Material and Methods
The evaluated
models consisted of RayStation 10B Deep Learning Segmentation (RaySearch
Laboratories AB, Stockholm, Sweden) and MVision AI Segmentation Service (MVision,
Helsinki, Finland) and were applied to CT images for a dataset of 54 male
pelvis patients. The RaySearch model was re-trained with 44 clinic specific
patients (Skåne University Hospital, Lund, Sweden) for the femoral head
structures to adjust the model to our specific delineation guidelines. The
model was evaluated on 10 patients from the same clinic. Dice similarity
coefficient (DSC) and Hausdorff distance (95th percentile) was
computed for model evaluation, using an in-house developed Python script. The
average time for manual and AI model delineations was recorded.
Results
Average DSC scores
and Hausdorff distances for all patients and both models are presented in Figure
1 and Table 1, respectively. The femoral head segmentations in the re-trained
RaySearch model had increased overlap with our clinical data, with a DSC (mean±1
STD) for the right femoral head of 0.55±0.06 (n=53) increasing to 0.91±0.02 (n=10)

+---+

→ **Required work**
[1] In the segmentation study, how many clinic-specific patients were used to re-train the RaySearch model?
[2] Decide whether each statement agrees with the segmentation study. Answer yes or no, and quote the words that decide it.
(a) MVision is located in Helsinki, Finland.
(b) The re-trained model was evaluated on 20 patients.
(c) The evaluation metrics were computed with commercial software.
[3] Return, word for word, the stretch of the segmentation study from "Material and Methods" through "delineations was recorded.".

+---+

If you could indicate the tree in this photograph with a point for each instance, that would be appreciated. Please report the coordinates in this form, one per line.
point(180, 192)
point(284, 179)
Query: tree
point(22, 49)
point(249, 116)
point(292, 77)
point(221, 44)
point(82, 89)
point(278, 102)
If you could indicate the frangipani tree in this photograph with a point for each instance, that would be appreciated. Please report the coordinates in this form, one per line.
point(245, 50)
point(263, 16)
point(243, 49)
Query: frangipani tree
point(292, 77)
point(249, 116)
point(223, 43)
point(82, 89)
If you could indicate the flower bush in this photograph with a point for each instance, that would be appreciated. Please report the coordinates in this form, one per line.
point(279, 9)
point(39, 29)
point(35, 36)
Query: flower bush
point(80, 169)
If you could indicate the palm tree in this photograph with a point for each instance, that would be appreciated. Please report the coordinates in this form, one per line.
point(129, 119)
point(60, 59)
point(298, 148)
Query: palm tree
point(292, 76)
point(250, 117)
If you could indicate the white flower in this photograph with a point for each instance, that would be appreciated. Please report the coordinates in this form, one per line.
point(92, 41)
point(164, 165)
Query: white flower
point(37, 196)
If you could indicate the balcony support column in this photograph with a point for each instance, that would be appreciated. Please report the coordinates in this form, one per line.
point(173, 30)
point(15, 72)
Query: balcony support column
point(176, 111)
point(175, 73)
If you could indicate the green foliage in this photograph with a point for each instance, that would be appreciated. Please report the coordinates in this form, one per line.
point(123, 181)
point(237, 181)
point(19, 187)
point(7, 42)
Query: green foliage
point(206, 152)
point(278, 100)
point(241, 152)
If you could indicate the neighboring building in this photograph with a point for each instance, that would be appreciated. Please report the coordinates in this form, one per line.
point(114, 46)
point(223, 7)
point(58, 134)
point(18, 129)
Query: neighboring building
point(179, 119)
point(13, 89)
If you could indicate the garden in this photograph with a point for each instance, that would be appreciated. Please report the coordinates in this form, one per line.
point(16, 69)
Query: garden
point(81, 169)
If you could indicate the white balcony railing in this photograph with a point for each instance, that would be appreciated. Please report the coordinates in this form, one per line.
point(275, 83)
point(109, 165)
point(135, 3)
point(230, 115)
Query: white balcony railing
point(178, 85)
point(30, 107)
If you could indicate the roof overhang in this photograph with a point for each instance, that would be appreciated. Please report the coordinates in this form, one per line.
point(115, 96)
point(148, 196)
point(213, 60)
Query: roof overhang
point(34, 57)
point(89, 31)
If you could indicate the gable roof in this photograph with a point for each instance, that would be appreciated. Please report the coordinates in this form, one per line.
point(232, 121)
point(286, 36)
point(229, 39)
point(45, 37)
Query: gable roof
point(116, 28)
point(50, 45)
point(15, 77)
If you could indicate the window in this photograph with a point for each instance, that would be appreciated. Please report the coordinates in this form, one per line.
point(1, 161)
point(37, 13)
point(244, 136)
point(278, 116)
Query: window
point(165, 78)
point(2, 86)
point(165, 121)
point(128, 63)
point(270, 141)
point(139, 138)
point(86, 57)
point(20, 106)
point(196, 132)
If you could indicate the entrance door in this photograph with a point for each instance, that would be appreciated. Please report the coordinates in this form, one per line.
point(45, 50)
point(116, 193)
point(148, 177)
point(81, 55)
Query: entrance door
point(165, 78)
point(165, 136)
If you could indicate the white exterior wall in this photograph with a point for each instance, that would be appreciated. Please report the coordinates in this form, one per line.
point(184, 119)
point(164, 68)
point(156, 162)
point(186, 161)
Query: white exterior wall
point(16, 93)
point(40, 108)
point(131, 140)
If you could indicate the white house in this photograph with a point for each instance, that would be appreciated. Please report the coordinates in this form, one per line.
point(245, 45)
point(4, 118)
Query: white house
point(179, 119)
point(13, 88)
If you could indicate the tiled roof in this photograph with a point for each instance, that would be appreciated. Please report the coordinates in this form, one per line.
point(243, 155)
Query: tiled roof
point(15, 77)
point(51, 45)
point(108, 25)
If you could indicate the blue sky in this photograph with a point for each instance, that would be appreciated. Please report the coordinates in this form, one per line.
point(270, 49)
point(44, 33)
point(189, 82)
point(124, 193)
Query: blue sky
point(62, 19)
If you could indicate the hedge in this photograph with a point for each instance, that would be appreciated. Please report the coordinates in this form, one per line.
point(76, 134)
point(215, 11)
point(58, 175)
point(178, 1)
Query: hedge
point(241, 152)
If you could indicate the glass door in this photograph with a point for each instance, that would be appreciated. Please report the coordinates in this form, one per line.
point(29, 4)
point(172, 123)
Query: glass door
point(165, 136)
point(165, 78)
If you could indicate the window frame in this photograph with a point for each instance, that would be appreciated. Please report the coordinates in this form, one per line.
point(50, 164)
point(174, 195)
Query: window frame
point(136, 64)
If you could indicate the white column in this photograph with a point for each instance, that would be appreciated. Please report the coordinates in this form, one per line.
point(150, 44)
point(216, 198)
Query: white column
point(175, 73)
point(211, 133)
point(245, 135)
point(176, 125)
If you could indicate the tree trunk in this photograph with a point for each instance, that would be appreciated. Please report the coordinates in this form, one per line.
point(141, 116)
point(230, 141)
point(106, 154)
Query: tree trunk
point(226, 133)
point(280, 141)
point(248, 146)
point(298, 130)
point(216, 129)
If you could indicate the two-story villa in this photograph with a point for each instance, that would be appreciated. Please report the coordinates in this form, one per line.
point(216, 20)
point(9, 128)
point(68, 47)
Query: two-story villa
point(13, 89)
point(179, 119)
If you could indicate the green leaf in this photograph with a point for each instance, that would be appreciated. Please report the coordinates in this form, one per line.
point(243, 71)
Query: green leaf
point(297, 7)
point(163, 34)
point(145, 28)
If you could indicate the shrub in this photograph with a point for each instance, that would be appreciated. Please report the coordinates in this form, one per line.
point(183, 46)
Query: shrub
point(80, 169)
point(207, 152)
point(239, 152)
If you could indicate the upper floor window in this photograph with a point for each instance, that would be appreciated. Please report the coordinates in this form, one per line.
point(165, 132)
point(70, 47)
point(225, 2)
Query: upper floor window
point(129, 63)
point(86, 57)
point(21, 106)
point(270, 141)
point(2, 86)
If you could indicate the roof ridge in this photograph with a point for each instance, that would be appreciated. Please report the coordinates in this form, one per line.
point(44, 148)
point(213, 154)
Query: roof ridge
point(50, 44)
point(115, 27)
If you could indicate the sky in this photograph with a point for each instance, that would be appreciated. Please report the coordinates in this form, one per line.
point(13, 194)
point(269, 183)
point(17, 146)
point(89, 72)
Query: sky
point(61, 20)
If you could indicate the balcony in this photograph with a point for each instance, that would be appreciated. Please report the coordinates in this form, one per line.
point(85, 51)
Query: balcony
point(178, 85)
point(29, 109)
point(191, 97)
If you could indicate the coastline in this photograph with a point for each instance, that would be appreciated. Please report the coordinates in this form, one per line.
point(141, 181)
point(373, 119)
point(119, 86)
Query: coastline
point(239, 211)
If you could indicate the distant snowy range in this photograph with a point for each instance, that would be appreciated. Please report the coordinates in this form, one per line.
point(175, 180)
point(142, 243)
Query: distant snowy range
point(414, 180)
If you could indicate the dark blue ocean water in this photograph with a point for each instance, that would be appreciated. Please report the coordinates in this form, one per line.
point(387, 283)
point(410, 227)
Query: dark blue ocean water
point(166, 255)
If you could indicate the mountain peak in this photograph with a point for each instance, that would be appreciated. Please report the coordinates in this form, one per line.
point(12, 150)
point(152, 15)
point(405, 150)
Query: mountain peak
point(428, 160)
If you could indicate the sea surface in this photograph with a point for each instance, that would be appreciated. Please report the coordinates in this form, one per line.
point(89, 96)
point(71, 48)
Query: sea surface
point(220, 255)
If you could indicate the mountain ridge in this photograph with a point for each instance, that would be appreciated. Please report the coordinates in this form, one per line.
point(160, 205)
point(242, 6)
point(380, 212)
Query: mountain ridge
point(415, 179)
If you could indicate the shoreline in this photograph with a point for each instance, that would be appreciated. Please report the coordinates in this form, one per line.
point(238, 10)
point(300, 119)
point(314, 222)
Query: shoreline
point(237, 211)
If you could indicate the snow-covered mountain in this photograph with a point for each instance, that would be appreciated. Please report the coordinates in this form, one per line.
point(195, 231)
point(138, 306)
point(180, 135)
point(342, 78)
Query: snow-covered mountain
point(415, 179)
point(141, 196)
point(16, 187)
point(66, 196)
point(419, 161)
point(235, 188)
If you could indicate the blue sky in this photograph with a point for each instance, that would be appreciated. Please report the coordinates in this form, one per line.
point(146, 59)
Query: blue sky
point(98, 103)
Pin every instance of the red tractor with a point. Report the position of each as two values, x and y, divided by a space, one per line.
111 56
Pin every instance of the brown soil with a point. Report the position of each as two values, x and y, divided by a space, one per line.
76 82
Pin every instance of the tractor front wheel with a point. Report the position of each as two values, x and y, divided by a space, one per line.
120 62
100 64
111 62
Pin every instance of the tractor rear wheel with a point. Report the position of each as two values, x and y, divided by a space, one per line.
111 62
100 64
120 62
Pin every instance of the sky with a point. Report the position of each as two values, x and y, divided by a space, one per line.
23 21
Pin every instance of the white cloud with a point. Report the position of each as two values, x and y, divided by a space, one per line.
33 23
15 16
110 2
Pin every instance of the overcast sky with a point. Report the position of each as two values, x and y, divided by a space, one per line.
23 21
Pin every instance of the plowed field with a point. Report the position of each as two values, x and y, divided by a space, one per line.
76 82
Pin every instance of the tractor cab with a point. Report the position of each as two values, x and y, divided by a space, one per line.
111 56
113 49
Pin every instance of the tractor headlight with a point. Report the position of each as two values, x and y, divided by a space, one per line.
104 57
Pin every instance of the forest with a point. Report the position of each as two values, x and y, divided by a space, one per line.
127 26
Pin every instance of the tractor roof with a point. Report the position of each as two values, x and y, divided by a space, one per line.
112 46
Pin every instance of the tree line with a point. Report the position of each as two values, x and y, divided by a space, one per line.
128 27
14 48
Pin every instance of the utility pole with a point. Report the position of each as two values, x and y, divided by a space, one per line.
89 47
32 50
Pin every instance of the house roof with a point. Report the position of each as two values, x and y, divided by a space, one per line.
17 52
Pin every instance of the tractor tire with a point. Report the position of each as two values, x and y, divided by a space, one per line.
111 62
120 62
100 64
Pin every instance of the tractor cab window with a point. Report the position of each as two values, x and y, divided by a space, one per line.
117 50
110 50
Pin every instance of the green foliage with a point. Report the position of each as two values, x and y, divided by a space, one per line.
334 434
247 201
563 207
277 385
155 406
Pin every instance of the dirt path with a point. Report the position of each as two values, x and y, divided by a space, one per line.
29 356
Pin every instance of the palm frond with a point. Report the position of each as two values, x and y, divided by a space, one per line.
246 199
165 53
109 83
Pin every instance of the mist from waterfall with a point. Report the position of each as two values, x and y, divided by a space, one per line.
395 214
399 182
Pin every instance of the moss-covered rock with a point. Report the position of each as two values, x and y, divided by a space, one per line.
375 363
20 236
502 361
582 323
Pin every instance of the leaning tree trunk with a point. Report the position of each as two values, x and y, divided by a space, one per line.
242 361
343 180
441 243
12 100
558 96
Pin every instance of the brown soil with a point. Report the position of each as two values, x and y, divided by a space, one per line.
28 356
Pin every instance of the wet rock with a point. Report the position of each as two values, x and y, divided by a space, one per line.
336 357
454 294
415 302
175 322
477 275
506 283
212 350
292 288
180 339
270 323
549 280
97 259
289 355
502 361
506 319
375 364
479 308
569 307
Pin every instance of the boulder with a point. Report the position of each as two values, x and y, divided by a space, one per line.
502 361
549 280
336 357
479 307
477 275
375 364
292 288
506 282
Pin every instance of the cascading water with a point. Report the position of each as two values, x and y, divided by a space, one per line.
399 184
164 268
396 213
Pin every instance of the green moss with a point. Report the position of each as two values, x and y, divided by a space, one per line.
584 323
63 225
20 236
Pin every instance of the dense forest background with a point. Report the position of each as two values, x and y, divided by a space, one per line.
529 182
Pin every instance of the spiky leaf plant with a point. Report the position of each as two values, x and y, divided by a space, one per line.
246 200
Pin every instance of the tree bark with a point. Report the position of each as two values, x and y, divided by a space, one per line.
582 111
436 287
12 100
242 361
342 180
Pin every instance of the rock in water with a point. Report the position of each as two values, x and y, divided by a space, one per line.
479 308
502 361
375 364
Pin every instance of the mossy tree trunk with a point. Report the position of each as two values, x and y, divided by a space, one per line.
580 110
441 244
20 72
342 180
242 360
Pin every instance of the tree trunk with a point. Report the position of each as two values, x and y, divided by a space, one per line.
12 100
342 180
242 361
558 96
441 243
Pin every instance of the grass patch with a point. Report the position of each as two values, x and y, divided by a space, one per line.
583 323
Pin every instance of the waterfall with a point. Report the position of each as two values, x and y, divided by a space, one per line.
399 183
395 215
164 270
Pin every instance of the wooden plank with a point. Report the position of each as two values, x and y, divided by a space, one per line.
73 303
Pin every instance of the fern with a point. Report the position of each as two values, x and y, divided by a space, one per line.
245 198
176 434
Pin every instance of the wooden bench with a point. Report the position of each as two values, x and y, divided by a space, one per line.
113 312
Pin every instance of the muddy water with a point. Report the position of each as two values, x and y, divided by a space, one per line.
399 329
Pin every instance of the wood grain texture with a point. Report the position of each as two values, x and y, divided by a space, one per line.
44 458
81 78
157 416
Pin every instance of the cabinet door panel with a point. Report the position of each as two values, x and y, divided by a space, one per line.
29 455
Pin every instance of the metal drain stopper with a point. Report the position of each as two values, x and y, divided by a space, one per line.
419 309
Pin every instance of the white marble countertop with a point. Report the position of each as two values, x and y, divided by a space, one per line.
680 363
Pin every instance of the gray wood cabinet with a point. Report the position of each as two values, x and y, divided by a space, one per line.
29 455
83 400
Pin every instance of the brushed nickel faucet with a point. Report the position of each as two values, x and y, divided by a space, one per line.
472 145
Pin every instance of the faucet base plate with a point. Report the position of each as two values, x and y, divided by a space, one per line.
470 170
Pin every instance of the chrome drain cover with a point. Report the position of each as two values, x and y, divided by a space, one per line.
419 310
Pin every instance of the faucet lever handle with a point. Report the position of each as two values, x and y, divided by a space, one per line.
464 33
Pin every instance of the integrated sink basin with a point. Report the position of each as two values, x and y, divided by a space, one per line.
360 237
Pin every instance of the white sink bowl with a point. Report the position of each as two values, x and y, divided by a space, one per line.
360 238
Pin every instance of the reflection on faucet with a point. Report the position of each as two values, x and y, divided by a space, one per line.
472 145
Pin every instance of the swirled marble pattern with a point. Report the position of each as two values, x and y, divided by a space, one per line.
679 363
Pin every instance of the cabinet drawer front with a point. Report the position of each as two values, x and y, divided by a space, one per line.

+---+

→ **Answers by item number**
[1] 44 patients from Skåne University Hospital.

[2]
(a) Yes: "MVision AI Segmentation Service (MVision, Helsinki, Finland)"
(b) No: "The model was evaluated on 10 patients from the same clinic."
(c) No: "using an in-house developed Python script"

[3]
Material and Methods
The evaluated
models consisted of RayStation 10B Deep Learning Segmentation (RaySearch
Laboratories AB, Stockholm, Sweden) and MVision AI Segmentation Service (MVision,
Helsinki, Finland) and were applied to CT images for a dataset of 54 male
pelvis patients. The RaySearch model was re-trained with 44 clinic specific
patients (Skåne University Hospital, Lund, Sweden) for the femoral head
structures to adjust the model to our specific delineation guidelines. The
model was evaluated on 10 patients from the same clinic. Dice similarity
coefficient (DSC) and Hausdorff distance (95th percentile) was
computed for model evaluation, using an in-house developed Python script. The
average time for manual and AI model delineations was recorded.